(Pointing and labeling entries)
※

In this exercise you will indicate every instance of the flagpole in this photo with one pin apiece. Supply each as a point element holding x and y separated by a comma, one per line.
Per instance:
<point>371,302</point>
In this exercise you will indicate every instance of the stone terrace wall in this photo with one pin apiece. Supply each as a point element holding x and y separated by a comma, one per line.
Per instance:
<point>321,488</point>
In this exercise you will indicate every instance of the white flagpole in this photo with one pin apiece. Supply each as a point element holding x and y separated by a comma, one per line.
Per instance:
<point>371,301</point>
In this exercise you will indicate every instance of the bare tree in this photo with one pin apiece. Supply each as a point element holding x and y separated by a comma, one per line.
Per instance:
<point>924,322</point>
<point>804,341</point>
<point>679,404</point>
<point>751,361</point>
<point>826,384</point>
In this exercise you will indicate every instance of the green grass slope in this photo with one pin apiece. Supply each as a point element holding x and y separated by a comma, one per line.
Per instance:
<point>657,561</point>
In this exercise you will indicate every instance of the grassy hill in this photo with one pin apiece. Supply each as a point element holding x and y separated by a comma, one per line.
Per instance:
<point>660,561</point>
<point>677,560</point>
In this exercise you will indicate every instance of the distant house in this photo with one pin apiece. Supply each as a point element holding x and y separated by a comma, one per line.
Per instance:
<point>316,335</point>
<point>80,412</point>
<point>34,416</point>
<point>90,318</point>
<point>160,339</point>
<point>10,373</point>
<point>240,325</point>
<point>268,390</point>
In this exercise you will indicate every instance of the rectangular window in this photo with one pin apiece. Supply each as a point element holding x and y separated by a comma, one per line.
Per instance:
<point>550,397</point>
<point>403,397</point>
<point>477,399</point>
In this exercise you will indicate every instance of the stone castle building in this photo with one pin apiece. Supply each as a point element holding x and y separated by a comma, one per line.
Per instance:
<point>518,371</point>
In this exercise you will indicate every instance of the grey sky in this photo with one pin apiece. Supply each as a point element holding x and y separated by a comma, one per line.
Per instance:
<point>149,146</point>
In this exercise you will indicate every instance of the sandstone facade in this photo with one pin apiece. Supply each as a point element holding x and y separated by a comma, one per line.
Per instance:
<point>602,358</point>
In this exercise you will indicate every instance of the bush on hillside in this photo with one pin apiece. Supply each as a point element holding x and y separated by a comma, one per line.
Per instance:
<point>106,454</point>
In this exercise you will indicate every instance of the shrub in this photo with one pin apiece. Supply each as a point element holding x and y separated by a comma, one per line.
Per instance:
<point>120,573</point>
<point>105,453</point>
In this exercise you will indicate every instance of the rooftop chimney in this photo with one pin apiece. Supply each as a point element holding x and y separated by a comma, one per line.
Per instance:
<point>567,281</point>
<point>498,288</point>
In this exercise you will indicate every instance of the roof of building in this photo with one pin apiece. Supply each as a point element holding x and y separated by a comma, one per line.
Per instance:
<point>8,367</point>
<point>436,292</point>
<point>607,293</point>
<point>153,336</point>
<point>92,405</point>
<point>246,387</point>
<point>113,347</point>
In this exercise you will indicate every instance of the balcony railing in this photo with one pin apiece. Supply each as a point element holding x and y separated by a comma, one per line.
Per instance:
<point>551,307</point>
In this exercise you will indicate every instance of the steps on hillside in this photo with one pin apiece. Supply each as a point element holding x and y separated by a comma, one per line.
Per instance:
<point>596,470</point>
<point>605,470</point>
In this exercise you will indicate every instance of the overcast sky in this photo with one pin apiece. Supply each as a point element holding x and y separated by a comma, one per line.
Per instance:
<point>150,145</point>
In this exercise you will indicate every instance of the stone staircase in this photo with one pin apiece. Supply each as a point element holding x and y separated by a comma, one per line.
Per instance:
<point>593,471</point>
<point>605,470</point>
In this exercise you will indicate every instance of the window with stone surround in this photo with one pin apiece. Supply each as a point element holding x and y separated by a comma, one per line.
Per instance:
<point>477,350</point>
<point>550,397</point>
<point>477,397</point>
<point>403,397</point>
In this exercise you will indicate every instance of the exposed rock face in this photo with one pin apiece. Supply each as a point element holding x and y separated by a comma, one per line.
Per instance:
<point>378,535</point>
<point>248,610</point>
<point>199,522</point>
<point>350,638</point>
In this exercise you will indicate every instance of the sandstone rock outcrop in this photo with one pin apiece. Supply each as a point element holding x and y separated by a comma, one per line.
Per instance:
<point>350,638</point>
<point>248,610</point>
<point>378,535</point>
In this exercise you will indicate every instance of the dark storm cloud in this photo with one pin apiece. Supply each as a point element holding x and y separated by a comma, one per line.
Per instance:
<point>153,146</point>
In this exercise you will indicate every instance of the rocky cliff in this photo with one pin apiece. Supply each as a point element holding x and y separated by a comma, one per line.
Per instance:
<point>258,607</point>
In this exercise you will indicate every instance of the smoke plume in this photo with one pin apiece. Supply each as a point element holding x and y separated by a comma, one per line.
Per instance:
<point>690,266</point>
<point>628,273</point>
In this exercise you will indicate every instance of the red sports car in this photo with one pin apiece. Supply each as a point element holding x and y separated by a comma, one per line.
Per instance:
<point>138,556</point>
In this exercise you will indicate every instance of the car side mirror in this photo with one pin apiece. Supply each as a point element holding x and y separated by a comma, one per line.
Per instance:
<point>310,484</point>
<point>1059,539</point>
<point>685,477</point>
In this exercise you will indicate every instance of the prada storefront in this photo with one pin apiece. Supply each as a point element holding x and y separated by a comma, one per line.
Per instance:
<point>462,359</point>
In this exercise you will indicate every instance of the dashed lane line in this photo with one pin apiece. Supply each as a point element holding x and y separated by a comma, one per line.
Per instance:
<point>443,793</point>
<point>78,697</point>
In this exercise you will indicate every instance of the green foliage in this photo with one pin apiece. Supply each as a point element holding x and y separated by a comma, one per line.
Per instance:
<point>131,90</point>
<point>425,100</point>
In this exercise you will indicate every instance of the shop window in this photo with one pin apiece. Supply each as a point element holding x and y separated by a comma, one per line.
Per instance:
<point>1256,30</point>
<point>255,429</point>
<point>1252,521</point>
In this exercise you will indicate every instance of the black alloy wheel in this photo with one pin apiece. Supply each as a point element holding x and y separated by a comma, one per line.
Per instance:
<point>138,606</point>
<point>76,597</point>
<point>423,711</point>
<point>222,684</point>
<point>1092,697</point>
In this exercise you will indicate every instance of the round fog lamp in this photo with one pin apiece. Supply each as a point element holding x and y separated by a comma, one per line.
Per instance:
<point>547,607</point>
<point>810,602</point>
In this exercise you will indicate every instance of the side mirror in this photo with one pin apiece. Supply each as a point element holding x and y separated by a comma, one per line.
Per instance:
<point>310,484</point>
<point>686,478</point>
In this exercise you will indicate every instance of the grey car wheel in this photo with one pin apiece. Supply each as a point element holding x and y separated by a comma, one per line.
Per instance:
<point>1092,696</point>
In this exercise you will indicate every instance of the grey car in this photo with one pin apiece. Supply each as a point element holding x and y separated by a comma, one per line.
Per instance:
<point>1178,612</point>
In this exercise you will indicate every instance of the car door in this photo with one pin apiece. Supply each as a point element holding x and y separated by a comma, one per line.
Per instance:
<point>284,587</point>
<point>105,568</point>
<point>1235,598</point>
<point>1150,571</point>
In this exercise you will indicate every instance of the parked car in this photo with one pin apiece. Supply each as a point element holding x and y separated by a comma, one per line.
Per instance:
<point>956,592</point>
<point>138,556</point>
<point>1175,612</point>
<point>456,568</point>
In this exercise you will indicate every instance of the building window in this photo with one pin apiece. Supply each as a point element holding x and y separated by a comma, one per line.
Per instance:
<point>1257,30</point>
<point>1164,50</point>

※

Reproduce the entries from the beginning through the line with "<point>677,560</point>", both ends included, keeping the requests as they stand. Multiply every coordinate in the answers by 2.6, rounding to whole numbers with halves going up.

In this exercise you will indicate every instance of the flagpole in this photo with one pin apiece. Supply each as a point element holding x and y separated by a comma, one per line.
Per instance:
<point>965,785</point>
In this exercise you will indicate every instance of the stone terrace wall in this photo with one pin apiece. Supply each as a point element holding x and y separated by a comma, one per line.
Per instance:
<point>835,1269</point>
In this exercise you will indicate every instance of the white flagpole in this photo with one pin apiece. Supply each as a point element holding x and y separated by a comma, one per line.
Per instance:
<point>965,783</point>
In this exercise you will indicate every instance of the bare tree in this photo with one pin apiece. Supply each as a point element holding x and y separated by a comma, one per line.
Per instance:
<point>2402,837</point>
<point>2090,887</point>
<point>1765,1050</point>
<point>1953,939</point>
<point>2148,998</point>
In this exercise you will indicate every instance of the green grass slope in this photo with one pin apiece. Supply each as a point element holding x and y separated by a comma, one per line.
Per instance:
<point>1708,1459</point>
In this exercise you will indicate every instance of the grassy hill in this photo with one pin apiece. Supply each as a point element holding x and y separated by a comma, one per line.
Per instance:
<point>1716,1459</point>
<point>1760,1456</point>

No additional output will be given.